PROBLEM TO SOLVE:
Quote all of the material below word for word, and leave the pictures out of your answer.

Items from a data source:
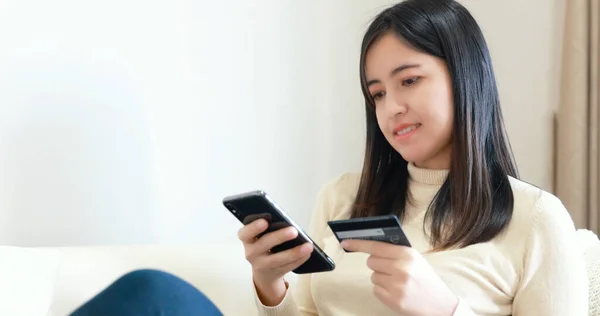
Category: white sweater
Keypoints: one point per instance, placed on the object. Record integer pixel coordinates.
(533, 268)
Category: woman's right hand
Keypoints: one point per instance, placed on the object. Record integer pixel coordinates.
(268, 269)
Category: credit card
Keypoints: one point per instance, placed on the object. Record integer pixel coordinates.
(384, 228)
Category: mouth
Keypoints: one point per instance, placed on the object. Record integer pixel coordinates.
(406, 130)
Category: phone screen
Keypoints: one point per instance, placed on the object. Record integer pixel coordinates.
(250, 206)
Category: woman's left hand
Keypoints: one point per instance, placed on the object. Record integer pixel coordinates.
(404, 281)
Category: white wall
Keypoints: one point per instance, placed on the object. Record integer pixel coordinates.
(128, 121)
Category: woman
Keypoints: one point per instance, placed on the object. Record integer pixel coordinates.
(437, 155)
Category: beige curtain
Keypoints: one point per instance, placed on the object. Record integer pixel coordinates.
(577, 173)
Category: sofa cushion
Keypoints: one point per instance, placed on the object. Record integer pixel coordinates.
(28, 277)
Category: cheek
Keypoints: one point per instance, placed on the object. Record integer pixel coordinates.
(440, 113)
(382, 120)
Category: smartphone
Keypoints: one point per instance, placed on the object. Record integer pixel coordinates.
(250, 206)
(385, 228)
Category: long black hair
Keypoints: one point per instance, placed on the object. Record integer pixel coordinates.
(475, 203)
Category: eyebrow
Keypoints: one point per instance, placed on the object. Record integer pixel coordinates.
(394, 72)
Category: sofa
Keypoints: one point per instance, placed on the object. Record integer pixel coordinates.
(53, 281)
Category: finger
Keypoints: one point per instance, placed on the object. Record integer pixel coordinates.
(384, 265)
(376, 248)
(272, 239)
(286, 258)
(384, 295)
(381, 279)
(248, 233)
(295, 264)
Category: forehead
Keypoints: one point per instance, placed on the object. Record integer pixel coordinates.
(388, 52)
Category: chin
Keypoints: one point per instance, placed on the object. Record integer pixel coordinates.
(411, 156)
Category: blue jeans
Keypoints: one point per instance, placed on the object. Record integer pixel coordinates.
(148, 293)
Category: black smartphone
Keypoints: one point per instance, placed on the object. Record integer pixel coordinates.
(250, 206)
(385, 228)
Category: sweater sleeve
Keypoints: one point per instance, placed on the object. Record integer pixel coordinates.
(554, 280)
(298, 300)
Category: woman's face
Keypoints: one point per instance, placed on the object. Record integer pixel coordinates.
(413, 99)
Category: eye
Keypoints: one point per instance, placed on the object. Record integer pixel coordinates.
(378, 95)
(410, 81)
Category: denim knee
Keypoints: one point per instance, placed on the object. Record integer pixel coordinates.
(149, 292)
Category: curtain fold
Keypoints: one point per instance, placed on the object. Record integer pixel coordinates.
(577, 164)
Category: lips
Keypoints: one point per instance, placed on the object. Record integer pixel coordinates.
(404, 129)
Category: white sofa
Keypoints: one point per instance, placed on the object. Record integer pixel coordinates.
(53, 281)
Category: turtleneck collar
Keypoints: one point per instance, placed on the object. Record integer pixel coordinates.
(427, 176)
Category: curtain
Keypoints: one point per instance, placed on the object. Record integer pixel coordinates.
(577, 172)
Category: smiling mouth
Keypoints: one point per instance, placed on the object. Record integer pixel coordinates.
(407, 130)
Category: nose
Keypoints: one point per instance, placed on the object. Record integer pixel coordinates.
(395, 105)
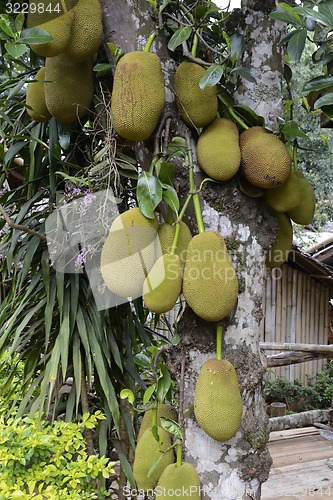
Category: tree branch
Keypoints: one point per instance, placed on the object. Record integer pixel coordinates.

WRITTEN ANSWER:
Category: white sweater
Keypoints: one point per instance, placed on the object. Record integer pixel coordinates.
(533, 268)
Category: woman's right hand
Keypoints: one point per instance, placed on the object. Record integer pixel coordinates.
(268, 269)
Category: credit card
Keypoints: one point per instance, placed on the object. Record integer pixel coordinates.
(384, 228)
Category: mouth
Keypoints: one point per instance, placed on the object. Record integer pixel coordinates.
(406, 130)
Category: phone screen
Keypoints: one point per instance, placed on the object. Record integer pixel coordinates.
(250, 206)
Category: woman's left hand
Keypoints: one point per instance, placed on the object. Record integer pixel coordinates.
(404, 281)
Category: white wall
Keypoints: one point per instance, placed on the object. Record integer pixel coordinates.
(128, 121)
Category: woman
Keypoints: one point per instance, placed on the object. Record integer pixel coordinates.
(437, 155)
Category: beige curtain
Keypoints: one point per instance, placed on the object. Record integer pixel coordinates.
(577, 173)
Category: sofa cushion
Keypoints: one point per instance, placed on the object. Record integer pixel coordinates.
(28, 277)
Category: cheek
Keypoints: one point per instance, placed on the object. Record integer pixel coordinates.
(440, 113)
(382, 120)
Category: smartphone
Keypoints: one point per instance, placed on the object. Record integer pixel coordinates.
(250, 206)
(385, 228)
Category: long black hair
Keypoints: one point per instance, placed on the object. Record integer pixel coordinates.
(475, 203)
Category: eyebrow
Keypoints: one point per instance, placed on the object. Record integer pixel coordinates.
(394, 72)
Category: sofa
Keypoints: one point per instance, placed on the object. Record integer pixel coordinates.
(53, 281)
Category: finger
Keypoints: one point per instance, placed on the object. Record integer pixel coordinates.
(384, 265)
(376, 248)
(272, 239)
(286, 258)
(384, 295)
(381, 279)
(248, 233)
(295, 264)
Category: forehead
Keypoints: one point per instance, placed on the object. Record integer pixel coordinates.
(388, 52)
Category: chin
Keypoints: one point per instance, placed on the object. Record integer pixel coordinates.
(411, 156)
Category: blue jeans
Keypoints: one point per instance, placed on the object. Record integer pixel coordinates.
(148, 293)
Category: black smartphone
Keypoints: one point per instance, placed on the object. Record integer pixel coordinates.
(250, 206)
(385, 228)
Category: sweater sleeve
Keypoints: one point per instance, placed on the object. Record integer pixel coordinates.
(554, 280)
(298, 300)
Category: woman's face
Keypoints: one point per instance, placed on the object. Record integer pixel coordinates.
(413, 99)
Category: eye
Keypoints: one point per instance, placed on the object. Record integer pixel coordinates.
(378, 95)
(410, 81)
Category: denim knee
Keypoints: one point per instance, placed on the object. Record integer pixel coordinates.
(149, 292)
Category: curtain fold
Keypoints: one point per instance, placed on the object. Record integer pixel coordinates.
(577, 164)
Category: lips
Keypoints: one point per instance, placed on the object. Record integer pixel coordinates.
(404, 129)
Category: white sofa
Keypoints: one point per instance, placed on the object. Record integer pixel coordinates.
(53, 281)
Category: turtleneck collar
Keypoints: one point per instance, placed on the object. Record integer pixel coordinates.
(427, 176)
Category: curtain
Keypoints: one point per instance, placed on the object. Record integer pixel coordinates.
(577, 172)
Category: smiling mouth
Keypoints: one point per instance, placed on the object. Record integer pixel coordinates.
(407, 130)
Category: nose
Keypoints: one point per instance, placed on the object. Record integer pixel coordinates.
(395, 105)
Category: tree branch
Keypoints: one point per instance, placed on the object. Record integer pixel coordinates.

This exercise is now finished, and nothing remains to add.